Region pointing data
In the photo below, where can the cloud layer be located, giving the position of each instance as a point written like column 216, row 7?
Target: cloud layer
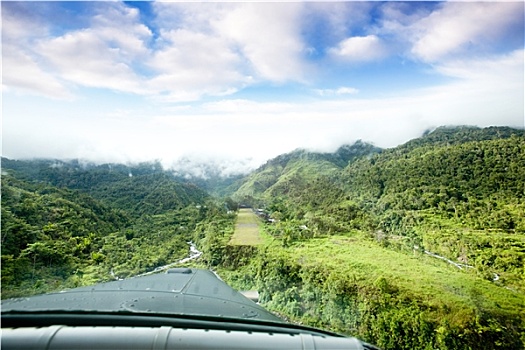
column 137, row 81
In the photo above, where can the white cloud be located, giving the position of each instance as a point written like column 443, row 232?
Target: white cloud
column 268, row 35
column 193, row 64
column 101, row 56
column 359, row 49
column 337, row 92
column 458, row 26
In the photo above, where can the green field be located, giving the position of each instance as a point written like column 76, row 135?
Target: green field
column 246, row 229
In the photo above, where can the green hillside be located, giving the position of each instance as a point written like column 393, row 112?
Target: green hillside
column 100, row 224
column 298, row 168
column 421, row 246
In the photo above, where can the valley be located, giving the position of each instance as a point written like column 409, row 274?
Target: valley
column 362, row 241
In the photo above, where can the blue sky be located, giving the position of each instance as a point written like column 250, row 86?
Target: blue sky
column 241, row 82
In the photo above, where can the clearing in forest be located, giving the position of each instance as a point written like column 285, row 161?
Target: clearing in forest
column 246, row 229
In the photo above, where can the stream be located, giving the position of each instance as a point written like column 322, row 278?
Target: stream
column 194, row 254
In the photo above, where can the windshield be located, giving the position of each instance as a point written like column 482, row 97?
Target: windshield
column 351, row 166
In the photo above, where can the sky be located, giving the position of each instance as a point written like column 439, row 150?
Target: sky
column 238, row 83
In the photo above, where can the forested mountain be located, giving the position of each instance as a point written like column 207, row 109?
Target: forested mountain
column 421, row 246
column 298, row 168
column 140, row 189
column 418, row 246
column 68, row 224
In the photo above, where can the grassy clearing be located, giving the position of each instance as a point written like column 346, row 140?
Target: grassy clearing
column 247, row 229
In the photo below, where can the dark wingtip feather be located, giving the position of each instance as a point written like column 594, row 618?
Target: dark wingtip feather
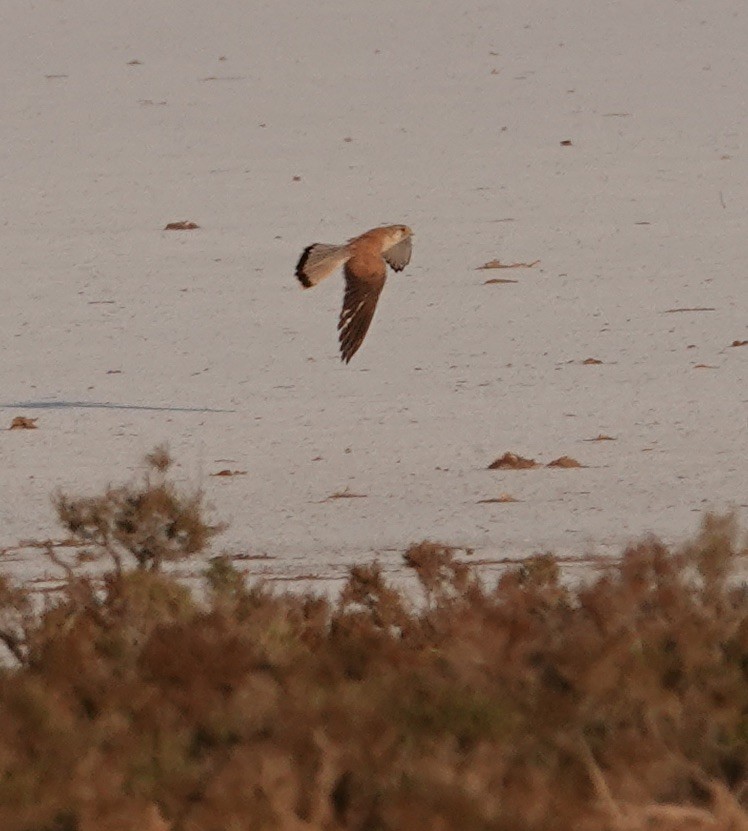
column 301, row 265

==

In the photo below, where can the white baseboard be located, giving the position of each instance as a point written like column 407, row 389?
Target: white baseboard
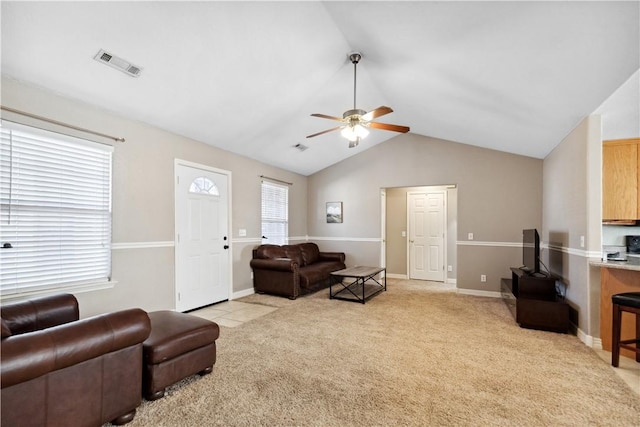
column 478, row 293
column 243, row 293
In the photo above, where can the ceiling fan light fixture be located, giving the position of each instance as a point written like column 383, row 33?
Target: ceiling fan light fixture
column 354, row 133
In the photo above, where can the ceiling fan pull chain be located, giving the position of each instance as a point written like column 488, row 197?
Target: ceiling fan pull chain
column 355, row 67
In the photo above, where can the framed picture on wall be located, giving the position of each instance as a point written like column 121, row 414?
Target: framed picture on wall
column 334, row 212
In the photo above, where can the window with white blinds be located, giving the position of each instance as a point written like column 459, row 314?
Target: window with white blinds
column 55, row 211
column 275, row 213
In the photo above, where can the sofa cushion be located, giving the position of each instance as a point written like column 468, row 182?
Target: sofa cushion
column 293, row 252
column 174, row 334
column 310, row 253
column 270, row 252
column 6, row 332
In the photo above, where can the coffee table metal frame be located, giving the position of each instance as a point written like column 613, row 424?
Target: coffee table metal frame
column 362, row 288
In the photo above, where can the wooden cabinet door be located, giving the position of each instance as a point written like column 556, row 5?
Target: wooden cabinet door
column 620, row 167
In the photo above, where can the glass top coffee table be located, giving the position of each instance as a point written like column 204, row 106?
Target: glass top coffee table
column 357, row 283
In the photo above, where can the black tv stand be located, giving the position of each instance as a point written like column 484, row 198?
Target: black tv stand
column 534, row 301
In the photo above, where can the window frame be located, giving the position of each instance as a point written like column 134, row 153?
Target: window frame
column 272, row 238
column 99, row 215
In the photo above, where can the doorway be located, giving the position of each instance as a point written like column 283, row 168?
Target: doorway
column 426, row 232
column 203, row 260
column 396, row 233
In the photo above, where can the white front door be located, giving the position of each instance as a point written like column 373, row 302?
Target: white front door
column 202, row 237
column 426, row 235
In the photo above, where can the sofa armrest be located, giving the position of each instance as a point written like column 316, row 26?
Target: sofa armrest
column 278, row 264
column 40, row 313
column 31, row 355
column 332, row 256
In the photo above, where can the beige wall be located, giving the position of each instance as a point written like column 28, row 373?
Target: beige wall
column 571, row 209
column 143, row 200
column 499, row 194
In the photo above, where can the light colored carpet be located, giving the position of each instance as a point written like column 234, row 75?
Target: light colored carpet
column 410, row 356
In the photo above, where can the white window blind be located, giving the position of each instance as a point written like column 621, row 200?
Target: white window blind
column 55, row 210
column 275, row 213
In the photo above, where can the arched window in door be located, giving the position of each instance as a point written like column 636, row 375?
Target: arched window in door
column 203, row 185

▶ [WHAT YOU ARE ASKED TO DO]
Tally the lines in the records that contain the word "below"; the answer is that number and nothing more.

▶ [EXERCISE RESPONSE]
3